* TASK DETAILS:
Transcribe the records that follow in their entirety, omitting any pictures.

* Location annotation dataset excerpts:
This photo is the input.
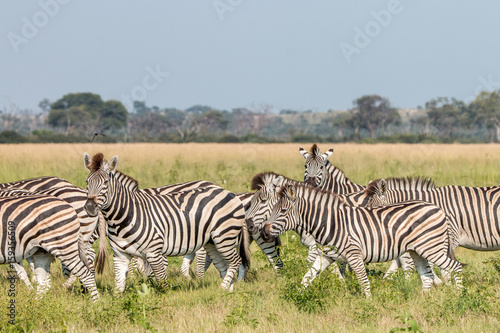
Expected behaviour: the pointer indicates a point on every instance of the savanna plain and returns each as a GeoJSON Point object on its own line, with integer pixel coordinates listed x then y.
{"type": "Point", "coordinates": [265, 302]}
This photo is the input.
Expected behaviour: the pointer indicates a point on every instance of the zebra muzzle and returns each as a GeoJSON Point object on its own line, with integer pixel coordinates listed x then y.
{"type": "Point", "coordinates": [91, 206]}
{"type": "Point", "coordinates": [266, 235]}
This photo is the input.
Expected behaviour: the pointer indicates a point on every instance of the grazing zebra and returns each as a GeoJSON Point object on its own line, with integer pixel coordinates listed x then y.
{"type": "Point", "coordinates": [321, 173]}
{"type": "Point", "coordinates": [266, 185]}
{"type": "Point", "coordinates": [357, 234]}
{"type": "Point", "coordinates": [474, 212]}
{"type": "Point", "coordinates": [152, 226]}
{"type": "Point", "coordinates": [66, 191]}
{"type": "Point", "coordinates": [41, 227]}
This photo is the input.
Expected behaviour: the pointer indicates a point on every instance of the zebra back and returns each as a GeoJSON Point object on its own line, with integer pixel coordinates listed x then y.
{"type": "Point", "coordinates": [473, 212]}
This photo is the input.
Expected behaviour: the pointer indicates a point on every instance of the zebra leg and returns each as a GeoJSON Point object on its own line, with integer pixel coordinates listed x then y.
{"type": "Point", "coordinates": [186, 262]}
{"type": "Point", "coordinates": [121, 268]}
{"type": "Point", "coordinates": [319, 265]}
{"type": "Point", "coordinates": [203, 261]}
{"type": "Point", "coordinates": [448, 265]}
{"type": "Point", "coordinates": [271, 250]}
{"type": "Point", "coordinates": [355, 260]}
{"type": "Point", "coordinates": [32, 268]}
{"type": "Point", "coordinates": [159, 265]}
{"type": "Point", "coordinates": [42, 261]}
{"type": "Point", "coordinates": [423, 269]}
{"type": "Point", "coordinates": [21, 272]}
{"type": "Point", "coordinates": [395, 264]}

* SOLUTION TO THE EXERCISE:
This photo is the input.
Expected behaviour: the pointer indicates a point on every instance of the savanna plain and returns each as a GeoJSON Point object on its own line, with integer pixel coordinates listed x then y.
{"type": "Point", "coordinates": [265, 302]}
This photo is the input.
Expected behaviour: the pointer indicates a point on every instance of the zebra muzzle and returns each as a GeoJSON Point object on its own line, with integer pixel coordinates listed x then y.
{"type": "Point", "coordinates": [91, 206]}
{"type": "Point", "coordinates": [266, 235]}
This photo is the input.
Expected behaviour: the pointer indicates a point on every instance of the grazing zebra and returns each as a GeoJSON Point object on its own line, with integer pixel coordinates listed x then y.
{"type": "Point", "coordinates": [321, 173]}
{"type": "Point", "coordinates": [266, 185]}
{"type": "Point", "coordinates": [357, 234]}
{"type": "Point", "coordinates": [474, 212]}
{"type": "Point", "coordinates": [152, 226]}
{"type": "Point", "coordinates": [66, 191]}
{"type": "Point", "coordinates": [41, 227]}
This photo is the input.
Expected behaviour: the pointer indicates a point on every instance of the zebra back and returns each as a GeoJSON Point object on its own line, with integer pixel coordinates listed x then y.
{"type": "Point", "coordinates": [473, 212]}
This photo is the input.
Expected behaviour: the pointer indicates a point on every instance of the zebra leg and returns each as a GeoJSON Point object on its own line, with integer pixel coordinates listed x then y.
{"type": "Point", "coordinates": [186, 262]}
{"type": "Point", "coordinates": [121, 268]}
{"type": "Point", "coordinates": [319, 265]}
{"type": "Point", "coordinates": [203, 261]}
{"type": "Point", "coordinates": [448, 265]}
{"type": "Point", "coordinates": [271, 250]}
{"type": "Point", "coordinates": [355, 260]}
{"type": "Point", "coordinates": [32, 268]}
{"type": "Point", "coordinates": [159, 265]}
{"type": "Point", "coordinates": [42, 261]}
{"type": "Point", "coordinates": [423, 269]}
{"type": "Point", "coordinates": [21, 272]}
{"type": "Point", "coordinates": [395, 264]}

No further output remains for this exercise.